---------- Given information ----------

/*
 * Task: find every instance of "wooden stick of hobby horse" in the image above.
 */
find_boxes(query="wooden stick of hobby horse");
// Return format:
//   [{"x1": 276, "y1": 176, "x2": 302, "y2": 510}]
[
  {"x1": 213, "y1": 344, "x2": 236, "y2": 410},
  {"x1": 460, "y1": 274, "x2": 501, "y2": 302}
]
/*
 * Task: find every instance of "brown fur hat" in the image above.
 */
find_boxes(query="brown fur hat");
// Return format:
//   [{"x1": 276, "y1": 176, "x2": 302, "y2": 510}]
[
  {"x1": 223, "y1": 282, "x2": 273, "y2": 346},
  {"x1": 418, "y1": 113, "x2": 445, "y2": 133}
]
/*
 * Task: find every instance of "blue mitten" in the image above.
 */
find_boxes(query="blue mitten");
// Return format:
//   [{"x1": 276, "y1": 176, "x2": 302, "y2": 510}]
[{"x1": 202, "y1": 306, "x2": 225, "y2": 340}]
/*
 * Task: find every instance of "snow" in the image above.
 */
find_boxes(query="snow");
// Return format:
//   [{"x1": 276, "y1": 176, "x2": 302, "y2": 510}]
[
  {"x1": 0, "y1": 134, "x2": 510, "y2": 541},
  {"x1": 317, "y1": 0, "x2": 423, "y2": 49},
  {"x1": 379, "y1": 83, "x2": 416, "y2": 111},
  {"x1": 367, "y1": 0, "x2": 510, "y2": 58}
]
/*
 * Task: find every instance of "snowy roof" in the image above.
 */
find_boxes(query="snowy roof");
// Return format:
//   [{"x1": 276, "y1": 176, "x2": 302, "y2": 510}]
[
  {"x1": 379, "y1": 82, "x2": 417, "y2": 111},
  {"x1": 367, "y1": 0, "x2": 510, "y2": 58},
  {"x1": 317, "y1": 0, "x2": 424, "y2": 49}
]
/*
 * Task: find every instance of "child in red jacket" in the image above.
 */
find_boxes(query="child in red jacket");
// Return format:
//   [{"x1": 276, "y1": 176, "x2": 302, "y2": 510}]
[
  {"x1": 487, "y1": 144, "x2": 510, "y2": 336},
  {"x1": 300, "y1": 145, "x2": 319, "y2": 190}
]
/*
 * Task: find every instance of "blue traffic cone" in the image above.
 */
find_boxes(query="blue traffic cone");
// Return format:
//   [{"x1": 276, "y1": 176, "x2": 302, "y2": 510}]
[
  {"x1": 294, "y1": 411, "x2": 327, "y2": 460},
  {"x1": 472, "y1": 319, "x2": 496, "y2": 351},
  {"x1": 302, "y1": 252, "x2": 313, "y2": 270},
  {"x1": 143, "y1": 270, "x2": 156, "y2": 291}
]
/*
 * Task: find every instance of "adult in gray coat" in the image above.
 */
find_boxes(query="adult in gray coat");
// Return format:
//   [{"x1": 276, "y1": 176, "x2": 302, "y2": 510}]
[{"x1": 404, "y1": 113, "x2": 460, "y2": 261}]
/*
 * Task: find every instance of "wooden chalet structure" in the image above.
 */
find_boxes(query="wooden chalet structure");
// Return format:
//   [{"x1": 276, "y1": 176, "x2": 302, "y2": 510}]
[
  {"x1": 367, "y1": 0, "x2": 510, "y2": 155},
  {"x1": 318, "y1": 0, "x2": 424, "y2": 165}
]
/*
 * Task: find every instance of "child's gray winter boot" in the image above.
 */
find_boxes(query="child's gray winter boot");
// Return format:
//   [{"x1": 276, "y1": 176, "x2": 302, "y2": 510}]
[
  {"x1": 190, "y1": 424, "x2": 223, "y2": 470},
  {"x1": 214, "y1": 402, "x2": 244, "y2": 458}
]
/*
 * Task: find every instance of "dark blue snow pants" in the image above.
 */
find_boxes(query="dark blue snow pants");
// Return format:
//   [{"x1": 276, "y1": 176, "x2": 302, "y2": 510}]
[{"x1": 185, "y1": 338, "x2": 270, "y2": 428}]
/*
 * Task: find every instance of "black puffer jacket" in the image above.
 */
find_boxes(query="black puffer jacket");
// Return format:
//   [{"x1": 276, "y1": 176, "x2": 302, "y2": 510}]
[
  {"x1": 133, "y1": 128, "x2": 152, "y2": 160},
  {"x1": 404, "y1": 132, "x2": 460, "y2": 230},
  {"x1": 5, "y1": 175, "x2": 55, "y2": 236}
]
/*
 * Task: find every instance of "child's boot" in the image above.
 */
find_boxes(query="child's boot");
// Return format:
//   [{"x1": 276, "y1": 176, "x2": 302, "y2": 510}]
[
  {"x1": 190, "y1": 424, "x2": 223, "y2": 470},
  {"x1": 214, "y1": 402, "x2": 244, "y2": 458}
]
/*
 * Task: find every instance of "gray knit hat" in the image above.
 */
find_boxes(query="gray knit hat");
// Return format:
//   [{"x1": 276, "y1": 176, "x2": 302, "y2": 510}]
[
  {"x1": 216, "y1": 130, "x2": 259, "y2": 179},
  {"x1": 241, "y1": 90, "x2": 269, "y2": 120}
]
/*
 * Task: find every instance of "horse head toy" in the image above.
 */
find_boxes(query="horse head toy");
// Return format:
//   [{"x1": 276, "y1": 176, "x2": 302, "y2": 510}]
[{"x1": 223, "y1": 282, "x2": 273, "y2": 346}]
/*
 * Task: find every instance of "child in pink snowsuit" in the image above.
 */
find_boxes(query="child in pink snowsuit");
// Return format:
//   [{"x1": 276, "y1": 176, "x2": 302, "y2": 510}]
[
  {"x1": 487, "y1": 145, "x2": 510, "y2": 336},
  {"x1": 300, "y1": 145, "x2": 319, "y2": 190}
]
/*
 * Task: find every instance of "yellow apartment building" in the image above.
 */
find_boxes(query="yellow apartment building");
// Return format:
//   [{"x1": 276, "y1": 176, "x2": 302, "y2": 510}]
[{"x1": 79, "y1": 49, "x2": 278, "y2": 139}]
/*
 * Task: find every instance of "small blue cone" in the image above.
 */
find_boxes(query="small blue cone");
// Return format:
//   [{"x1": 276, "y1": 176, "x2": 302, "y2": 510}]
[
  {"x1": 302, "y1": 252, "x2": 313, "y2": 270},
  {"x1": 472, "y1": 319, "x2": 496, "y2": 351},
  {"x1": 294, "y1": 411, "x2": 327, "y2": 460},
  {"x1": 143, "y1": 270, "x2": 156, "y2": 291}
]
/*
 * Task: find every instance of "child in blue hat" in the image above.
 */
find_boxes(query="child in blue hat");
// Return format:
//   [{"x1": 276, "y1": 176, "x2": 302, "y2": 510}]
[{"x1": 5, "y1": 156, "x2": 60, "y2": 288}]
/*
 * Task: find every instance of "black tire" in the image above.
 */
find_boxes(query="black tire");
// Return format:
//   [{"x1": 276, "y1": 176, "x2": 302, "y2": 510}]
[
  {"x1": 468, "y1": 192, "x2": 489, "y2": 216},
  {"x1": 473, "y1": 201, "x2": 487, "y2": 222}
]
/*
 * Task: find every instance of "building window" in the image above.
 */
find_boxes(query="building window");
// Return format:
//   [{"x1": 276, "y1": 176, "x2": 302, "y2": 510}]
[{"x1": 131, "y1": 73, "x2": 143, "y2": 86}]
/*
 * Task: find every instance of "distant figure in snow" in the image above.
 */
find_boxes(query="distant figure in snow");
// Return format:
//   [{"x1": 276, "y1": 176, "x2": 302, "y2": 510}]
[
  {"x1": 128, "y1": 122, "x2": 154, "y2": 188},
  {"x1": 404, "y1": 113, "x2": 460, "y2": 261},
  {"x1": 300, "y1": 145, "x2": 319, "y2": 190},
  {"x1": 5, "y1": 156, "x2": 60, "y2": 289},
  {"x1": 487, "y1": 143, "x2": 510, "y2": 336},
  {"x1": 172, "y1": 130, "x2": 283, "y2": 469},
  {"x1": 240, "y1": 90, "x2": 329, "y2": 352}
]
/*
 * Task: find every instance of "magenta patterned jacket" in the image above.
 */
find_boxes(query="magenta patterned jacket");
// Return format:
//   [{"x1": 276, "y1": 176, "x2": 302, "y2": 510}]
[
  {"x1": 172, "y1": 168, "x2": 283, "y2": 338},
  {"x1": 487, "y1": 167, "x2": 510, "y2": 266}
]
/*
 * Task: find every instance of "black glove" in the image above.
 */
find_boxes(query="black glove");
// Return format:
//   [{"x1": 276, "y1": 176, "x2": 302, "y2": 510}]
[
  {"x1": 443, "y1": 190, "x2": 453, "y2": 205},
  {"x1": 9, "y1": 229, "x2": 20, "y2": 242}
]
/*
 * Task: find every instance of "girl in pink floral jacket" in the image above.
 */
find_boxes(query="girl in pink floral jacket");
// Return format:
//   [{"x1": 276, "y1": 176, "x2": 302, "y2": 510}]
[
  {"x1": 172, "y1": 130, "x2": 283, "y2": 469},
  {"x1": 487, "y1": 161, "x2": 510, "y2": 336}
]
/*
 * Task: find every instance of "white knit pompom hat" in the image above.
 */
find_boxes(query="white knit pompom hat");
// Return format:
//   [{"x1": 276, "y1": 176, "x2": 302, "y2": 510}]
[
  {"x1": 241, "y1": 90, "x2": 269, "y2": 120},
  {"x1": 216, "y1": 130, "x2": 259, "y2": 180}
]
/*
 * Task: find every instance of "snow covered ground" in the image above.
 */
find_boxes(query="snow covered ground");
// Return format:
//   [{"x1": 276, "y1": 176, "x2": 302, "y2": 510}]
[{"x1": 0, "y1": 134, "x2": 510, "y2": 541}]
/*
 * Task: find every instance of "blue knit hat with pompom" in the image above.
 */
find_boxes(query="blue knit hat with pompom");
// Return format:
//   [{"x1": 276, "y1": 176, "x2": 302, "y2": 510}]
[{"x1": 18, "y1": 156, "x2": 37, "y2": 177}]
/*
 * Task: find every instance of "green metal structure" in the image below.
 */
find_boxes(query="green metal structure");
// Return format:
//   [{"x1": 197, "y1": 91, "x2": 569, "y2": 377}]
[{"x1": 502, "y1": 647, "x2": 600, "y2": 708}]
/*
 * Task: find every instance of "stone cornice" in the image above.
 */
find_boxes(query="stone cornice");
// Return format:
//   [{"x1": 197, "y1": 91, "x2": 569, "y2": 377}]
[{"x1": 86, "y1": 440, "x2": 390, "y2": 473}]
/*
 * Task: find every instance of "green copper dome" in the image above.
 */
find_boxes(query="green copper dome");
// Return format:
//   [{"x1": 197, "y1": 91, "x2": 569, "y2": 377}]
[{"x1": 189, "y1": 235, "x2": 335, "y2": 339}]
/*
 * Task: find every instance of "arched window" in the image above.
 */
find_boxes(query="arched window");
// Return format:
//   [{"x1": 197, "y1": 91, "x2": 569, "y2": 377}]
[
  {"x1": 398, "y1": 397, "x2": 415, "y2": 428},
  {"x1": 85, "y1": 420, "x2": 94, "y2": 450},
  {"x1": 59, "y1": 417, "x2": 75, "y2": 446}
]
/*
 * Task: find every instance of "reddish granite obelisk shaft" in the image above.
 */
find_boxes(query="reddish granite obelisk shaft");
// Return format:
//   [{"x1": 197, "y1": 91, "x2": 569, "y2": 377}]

----------

» **Given request**
Count the lines in the recorded data above that contain the word "magenta". Reply with the number alone.

» **Full response**
2